(Records for the exercise)
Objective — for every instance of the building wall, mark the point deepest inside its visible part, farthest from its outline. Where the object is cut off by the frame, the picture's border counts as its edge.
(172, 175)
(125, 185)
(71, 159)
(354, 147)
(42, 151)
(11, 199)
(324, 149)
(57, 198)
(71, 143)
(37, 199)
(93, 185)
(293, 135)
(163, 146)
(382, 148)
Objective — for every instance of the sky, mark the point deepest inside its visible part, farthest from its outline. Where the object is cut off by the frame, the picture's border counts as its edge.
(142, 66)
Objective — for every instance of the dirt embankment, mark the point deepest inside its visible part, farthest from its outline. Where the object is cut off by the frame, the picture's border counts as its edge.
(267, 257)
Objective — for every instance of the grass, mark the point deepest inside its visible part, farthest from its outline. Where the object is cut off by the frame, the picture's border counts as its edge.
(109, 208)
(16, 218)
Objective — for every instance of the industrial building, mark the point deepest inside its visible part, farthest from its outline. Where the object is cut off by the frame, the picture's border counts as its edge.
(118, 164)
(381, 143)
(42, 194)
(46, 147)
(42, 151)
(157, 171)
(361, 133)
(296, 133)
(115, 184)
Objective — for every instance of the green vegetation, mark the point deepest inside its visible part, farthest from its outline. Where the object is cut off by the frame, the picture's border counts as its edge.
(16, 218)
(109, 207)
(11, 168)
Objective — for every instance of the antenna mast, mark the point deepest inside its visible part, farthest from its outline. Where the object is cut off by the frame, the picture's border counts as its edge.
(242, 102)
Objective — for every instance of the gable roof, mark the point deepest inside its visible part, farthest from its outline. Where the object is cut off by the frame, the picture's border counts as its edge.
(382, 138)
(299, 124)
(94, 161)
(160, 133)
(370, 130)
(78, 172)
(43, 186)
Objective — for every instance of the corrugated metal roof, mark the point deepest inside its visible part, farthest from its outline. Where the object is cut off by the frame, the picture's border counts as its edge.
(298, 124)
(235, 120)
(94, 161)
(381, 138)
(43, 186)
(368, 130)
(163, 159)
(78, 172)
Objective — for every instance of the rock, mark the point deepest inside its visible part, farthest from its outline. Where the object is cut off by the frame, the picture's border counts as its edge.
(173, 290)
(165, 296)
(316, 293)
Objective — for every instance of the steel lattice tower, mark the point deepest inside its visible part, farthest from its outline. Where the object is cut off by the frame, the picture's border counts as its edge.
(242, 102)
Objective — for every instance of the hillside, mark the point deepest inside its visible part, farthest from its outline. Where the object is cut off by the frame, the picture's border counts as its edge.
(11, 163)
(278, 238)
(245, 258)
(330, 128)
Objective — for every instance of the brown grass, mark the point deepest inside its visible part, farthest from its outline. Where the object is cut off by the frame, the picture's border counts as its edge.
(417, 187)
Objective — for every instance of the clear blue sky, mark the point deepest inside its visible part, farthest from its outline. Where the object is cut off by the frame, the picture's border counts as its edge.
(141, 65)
(End Records for the exercise)
What is required
Please reproduce the closing stretch of the records, from the line with "Objective — for every instance of the rock, mark" through the last line, exactly as it stands.

The completed task
Objective — for every instance of the rock, mark the point deepest inside its visible part, farthest from its outline. Where the object is cut off by the frame, the picture's border counts as its edge.
(173, 290)
(165, 296)
(316, 293)
Objective — for every instance of the steel lattice tower, mark the point deepest inside its visible part, farthest from its outline. Where the object is cut off by the frame, the picture's border counts as its edge.
(242, 102)
Objective — for every instance of the hillside, mark the point deepest inside its visible part, farthest from its outline. Where the object is cut off by the frame, the picture's border counts as its edge.
(11, 163)
(278, 238)
(245, 258)
(330, 128)
Objective — for every instance of the brown grass, mark the point deepest inside its visible part, farthest from its outline. Where the object is cut off by the frame, the picture's border counts as its edge.
(417, 187)
Objective — for every instance of the clear blue sky, mark the point deepest inside its visible part, farthest from its outline. Where the object is cut off by the frame, the picture's border counts as its edge.
(141, 65)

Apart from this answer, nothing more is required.